Requirements —
In the forum thread about heat molding boots below, how long does Flavor_James86 say the liners take to mold to the feet without heat molding?

Selected passage —
—————
# Heat Mold before Riding?



## InlandSurfer (Apr 18, 2019)

Hello, I just purchased a pair of new ThrityTwo TM-3 boots. I'm riding with them this weekend. Is it recommended to heat mold the linings before my first time riding with the boots, or is it better to ride a few times before heat molding?

Thanks for your help.


----------



## Flavor_James86 (Jun 6, 2018)

If you want the most comfort/best fit, heat mold them first. 

Your liners will eventually mold to your feet but it will take about 10 days before they do.


----------



## drblast (Feb 28, 2017)

Heat molding will short-circuit that break-in/pack-out process so they're perfect from day 1.

If they're comfortable and perfect right now, you don't need to BUT if they're sized correctly though they should be a bit snug and uncomfortable for a few days at least. If you *are* perfectly comfortable without heat molding then when the boots pack out they might be too large. In that case you might want to consider downsizing.


----------



## oscarmike (Jan 6, 2018)

I would for sure. I also own TM3s and had major hot spots/pressure points (mainly from my heel and sides) w/o heat mold after 2 runs. Also met a few ppl on the mountain that had the same issue. I had them heat molded before the next time I went back out and it's been  ever since (30-40 days so far).

But then again everyone's feet are different. So YMMV.

Sent from my ONEPLUS A6013 using Tapatalk


----------



## Wiredsport (Sep 16, 2009)

InlandSurfer said:


> Hello, I just purchased a pair of new ThrityTwo TM-3 boots. I'm riding with them this weekend. Is it recommended to heat mold the linings before my first time riding with the boots, or is it better to ride a few times before heat molding?
> 
> Thanks for your help.


Hi IS,

Heat molding should always be done and should happen before riding. Normal break in is an entirely different process and will never accomplish the same thing as a heat mold. Here are our best tips on molding:

https://www.snowboardingforum.com/boots/225057-heat-fit-faq-love-your-feet.html

STOKED!


----------



## mattymo (May 24, 2016)
—————
Records excerpted from a collection:

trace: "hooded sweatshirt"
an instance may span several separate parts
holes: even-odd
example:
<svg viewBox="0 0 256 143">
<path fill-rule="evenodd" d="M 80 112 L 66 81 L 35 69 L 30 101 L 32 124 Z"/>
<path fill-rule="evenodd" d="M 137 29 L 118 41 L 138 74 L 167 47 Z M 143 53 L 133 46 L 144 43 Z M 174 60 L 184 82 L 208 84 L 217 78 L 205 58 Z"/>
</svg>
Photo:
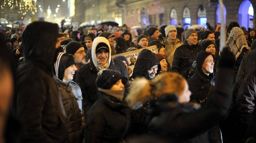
—————
Correct output —
About 10 days.